◆ EXERCISE DESCRIPTION:
Every line in the data below has to be repeated exactly; no picture belongs in the result.

↓↓↓

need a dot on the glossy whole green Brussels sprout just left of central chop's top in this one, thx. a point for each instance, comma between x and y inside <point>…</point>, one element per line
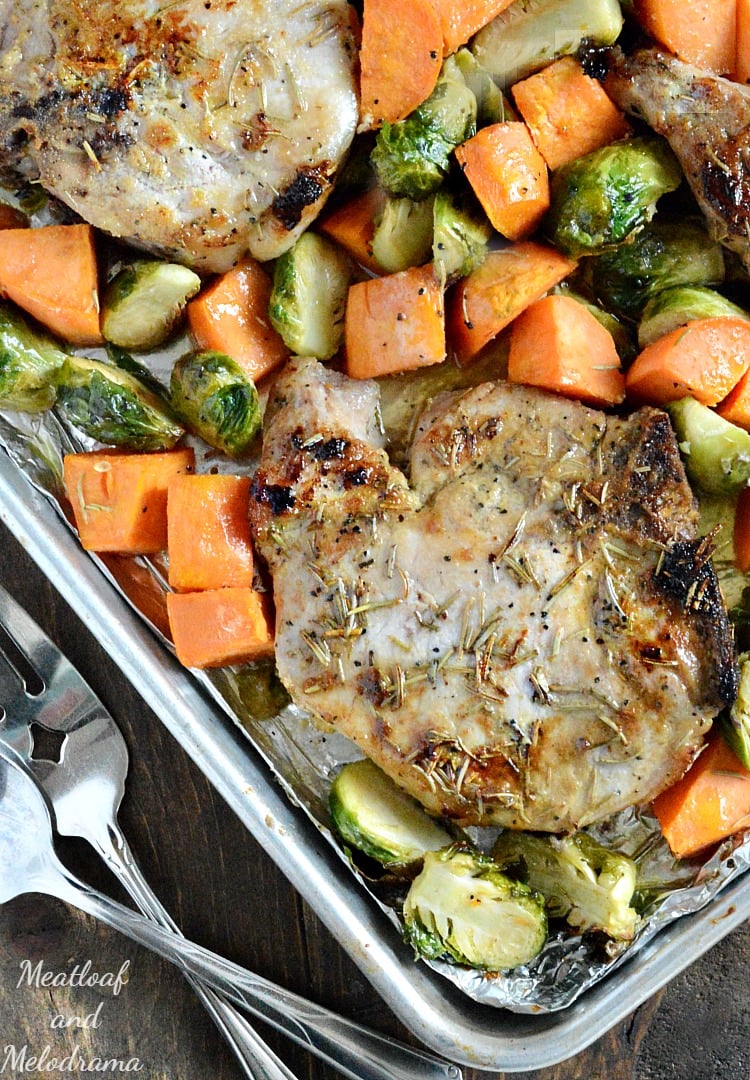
<point>216,400</point>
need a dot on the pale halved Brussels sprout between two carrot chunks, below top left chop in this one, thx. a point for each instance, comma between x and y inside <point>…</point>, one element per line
<point>143,303</point>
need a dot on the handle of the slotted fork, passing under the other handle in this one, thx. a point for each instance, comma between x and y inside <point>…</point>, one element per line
<point>258,1061</point>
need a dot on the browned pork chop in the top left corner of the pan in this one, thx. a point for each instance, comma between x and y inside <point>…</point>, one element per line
<point>196,130</point>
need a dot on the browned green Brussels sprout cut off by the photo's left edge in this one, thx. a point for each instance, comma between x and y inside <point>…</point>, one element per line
<point>30,361</point>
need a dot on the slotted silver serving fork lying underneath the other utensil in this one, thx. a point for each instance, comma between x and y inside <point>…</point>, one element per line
<point>85,784</point>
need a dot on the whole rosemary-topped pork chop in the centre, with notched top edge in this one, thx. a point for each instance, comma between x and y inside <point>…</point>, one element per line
<point>530,633</point>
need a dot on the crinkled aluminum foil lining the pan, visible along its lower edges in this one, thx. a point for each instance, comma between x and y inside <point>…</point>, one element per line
<point>304,760</point>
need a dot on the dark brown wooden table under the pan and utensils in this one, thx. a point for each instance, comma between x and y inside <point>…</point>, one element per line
<point>226,894</point>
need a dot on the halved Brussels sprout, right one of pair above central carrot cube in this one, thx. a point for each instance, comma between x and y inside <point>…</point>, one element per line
<point>461,236</point>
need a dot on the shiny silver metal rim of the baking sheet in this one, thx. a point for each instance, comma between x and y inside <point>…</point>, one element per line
<point>445,1019</point>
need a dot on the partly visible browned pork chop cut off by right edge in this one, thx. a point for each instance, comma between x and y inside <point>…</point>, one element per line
<point>706,120</point>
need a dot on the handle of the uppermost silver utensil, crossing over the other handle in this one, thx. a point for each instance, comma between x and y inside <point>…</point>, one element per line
<point>356,1051</point>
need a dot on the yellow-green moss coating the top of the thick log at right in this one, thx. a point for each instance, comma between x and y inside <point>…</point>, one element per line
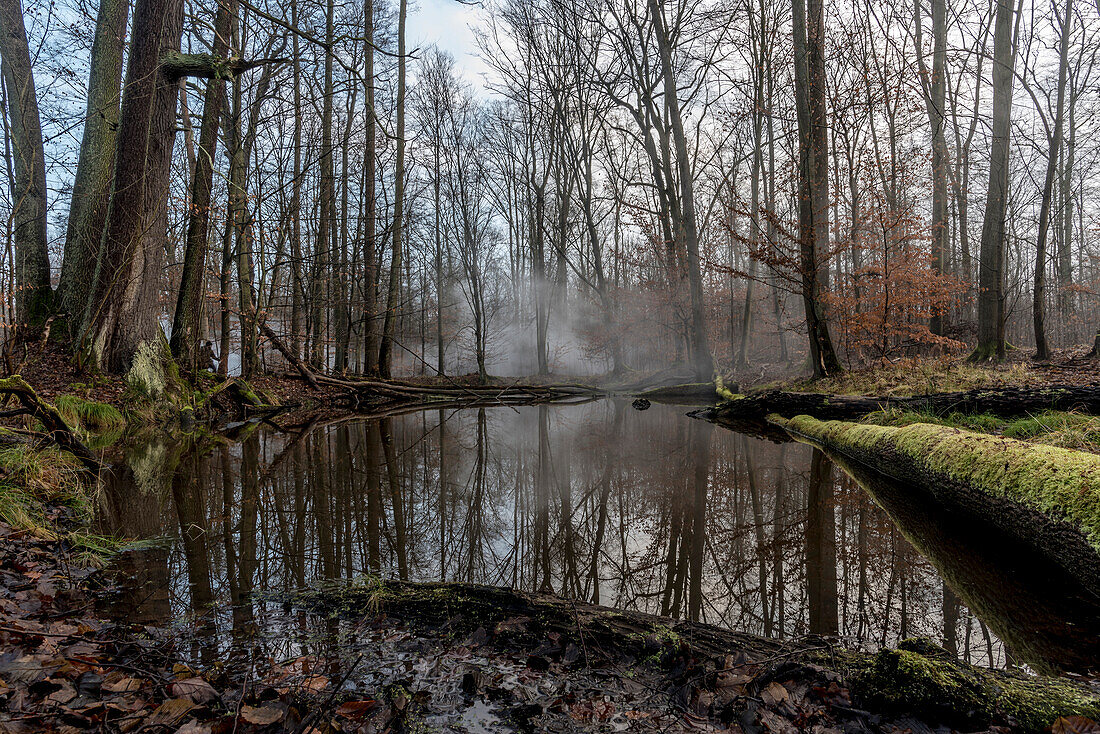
<point>1061,484</point>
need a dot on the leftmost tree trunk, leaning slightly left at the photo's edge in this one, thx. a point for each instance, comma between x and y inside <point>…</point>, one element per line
<point>29,185</point>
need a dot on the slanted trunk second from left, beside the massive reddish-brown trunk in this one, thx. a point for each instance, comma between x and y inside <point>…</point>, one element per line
<point>92,188</point>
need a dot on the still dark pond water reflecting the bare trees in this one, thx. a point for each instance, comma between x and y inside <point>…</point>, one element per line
<point>650,511</point>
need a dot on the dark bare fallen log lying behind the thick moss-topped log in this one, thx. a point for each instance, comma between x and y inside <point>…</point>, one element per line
<point>1000,401</point>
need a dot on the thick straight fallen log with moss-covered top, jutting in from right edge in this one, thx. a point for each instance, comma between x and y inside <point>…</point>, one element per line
<point>1048,496</point>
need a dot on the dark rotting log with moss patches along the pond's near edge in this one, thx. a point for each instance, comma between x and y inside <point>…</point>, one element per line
<point>918,680</point>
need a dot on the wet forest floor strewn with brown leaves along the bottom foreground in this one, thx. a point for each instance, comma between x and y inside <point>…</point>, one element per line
<point>68,667</point>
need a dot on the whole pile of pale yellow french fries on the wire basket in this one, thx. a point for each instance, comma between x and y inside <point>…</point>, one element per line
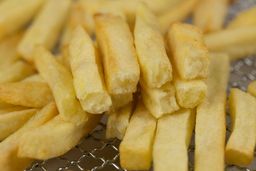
<point>156,78</point>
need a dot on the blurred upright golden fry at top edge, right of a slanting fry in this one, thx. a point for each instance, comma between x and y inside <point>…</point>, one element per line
<point>210,15</point>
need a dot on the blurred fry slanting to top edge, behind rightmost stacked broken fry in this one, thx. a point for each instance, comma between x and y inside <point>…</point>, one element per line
<point>177,14</point>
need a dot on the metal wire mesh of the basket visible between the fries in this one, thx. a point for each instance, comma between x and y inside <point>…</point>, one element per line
<point>95,153</point>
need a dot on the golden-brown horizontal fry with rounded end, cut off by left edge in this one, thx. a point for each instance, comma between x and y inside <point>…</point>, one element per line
<point>28,94</point>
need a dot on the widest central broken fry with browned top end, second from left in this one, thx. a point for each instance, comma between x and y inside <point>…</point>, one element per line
<point>119,57</point>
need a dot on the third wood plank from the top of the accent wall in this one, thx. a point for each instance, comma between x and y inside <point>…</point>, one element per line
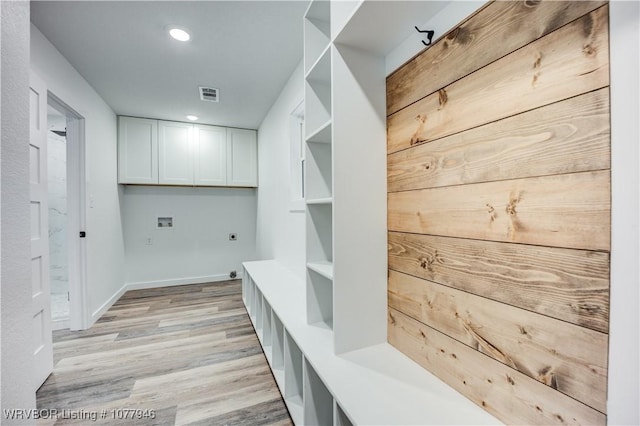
<point>565,137</point>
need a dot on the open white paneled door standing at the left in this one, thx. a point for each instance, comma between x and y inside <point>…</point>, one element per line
<point>41,298</point>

↑↑↑

◆ SOLVED PROBLEM:
need a dot on the glossy whole green Brussels sprout just left of central chop's top in this one, thx. a point for each instance, comma between x and y inside <point>…</point>, one element per line
<point>216,400</point>
need a dot on the pale halved Brussels sprout between two carrot chunks, below top left chop in this one, thx. a point for each instance, comma between x and y inside <point>…</point>, one element per line
<point>143,303</point>
need a dot on the handle of the slotted fork, passing under the other handle in this one, thx. a point for each instance, comma between x and y inside <point>…</point>, one element per line
<point>258,1061</point>
need a dot on the browned pork chop in the top left corner of the pan in this one, thx. a point for each instance, comma between x and y inside <point>…</point>, one element per line
<point>196,130</point>
need a dot on the browned green Brussels sprout cut off by the photo's left edge in this one, thx. a point for each instance, comma between x and y inside <point>…</point>, one element per line
<point>30,361</point>
need a dot on the slotted silver serving fork lying underneath the other utensil in this one, thx. a point for each instance, comma between x and y inside <point>…</point>, one element per line
<point>85,784</point>
need a dot on the whole rosemary-topped pork chop in the centre, with notched top edge in this one, thx. a point for each instance, comma between x and y inside <point>…</point>, one element per line
<point>530,633</point>
need a dot on the crinkled aluminum foil lining the pan, visible along its lower edges in this one, thx. a point for each instance, comma between x and y inside <point>…</point>, one element per line
<point>304,760</point>
need a dot on the dark brown wooden table under the pan and utensils in this one, thx. a point for each instance, comma between x and y inside <point>…</point>, one element per line
<point>226,894</point>
need a dot on the halved Brussels sprout, right one of pair above central carrot cube in this one, thx. a point for each instance, comma between x and y inside <point>…</point>, one element per line
<point>461,236</point>
need a dot on the shiny silver metal rim of the baking sheet in this one, thx. a point for each instance, comma between x and y inside <point>…</point>, one element per line
<point>445,1019</point>
need a dot on the partly visible browned pork chop cut off by right edge in this one, thx. a point for each instance, comma between x and y inside <point>…</point>, one element per line
<point>706,120</point>
need a dot on the handle of the uppermost silver utensil, crossing over the other handle in this one, thx. a point for each instance, comma between x and y inside <point>…</point>, one element per line
<point>356,1051</point>
need a dot on the yellow-green moss coating the top of the thick log at right in this one, thx. a point for each instance, comma between x and y inside <point>…</point>, one element per line
<point>1061,484</point>
need a dot on the leftmost tree trunk, leaning slightly left at the photo's edge in this one, thx. a point for each instance, comma between x and y inside <point>…</point>, one element per line
<point>29,185</point>
need a dot on the slanted trunk second from left, beside the massive reddish-brown trunk in this one, thx. a point for each instance, comma between x and y inside <point>…</point>, one element per line
<point>92,188</point>
need a dot on the still dark pond water reflecting the bare trees in this one, thx. a point for each instance, comma between x and y inside <point>…</point>, one element per line
<point>650,511</point>
need a dot on the dark bare fallen log lying behind the thick moss-topped log in this one, thx. a point for each instance, comma between x and y inside <point>…</point>, one element per line
<point>1000,401</point>
need a dot on the thick straight fallen log with moss-covered top, jutting in from right edge in this one, thx. a point for each instance, comma between x and y inside <point>…</point>, one element per line
<point>1048,496</point>
need a dot on the dark rotting log with moss patches along the pond's near edge in this one, thx. a point for each instance, comma between x and y inside <point>…</point>, one element per line
<point>918,680</point>
need a dot on the wet forest floor strewn with brown leaves along the bottom foreground in this one, thx. a point for each instance, comma between x and y inside <point>…</point>, one element per line
<point>68,667</point>
need a dot on the whole pile of pale yellow french fries on the wire basket in this one, thx. a point for each instance, comma between x and y inside <point>…</point>, one element per line
<point>156,78</point>
need a dot on the blurred upright golden fry at top edge, right of a slanting fry in this one, thx. a point for each instance, comma between x and y inside <point>…</point>, one element per line
<point>210,15</point>
need a dot on the blurred fry slanting to top edge, behind rightmost stacked broken fry in this one, thx. a point for each instance, comma between x and y inside <point>…</point>, one element per line
<point>177,14</point>
need a dot on the metal wire mesh of the basket visible between the fries in this one, thx. a point for each instance, comma between x and y inside <point>…</point>, one element per line
<point>95,153</point>
need a dot on the golden-brown horizontal fry with rounded end, cut off by left edge in this one, thx. a point for each instance, comma between x and y inside <point>…</point>, one element per line
<point>28,94</point>
need a dot on the widest central broken fry with browned top end, second from left in this one, thx. a point for each instance, comma between x and y inside <point>…</point>, one element per line
<point>119,57</point>
need a dot on the third wood plank from the top of the accent wall in this one, thx. a point for each instance, comma between x and y inside <point>…</point>, one element per line
<point>565,137</point>
need a dot on the open white paneled door standing at the left in this one, thx. a point for each instance, comma between x and y inside <point>…</point>, one element per line
<point>41,298</point>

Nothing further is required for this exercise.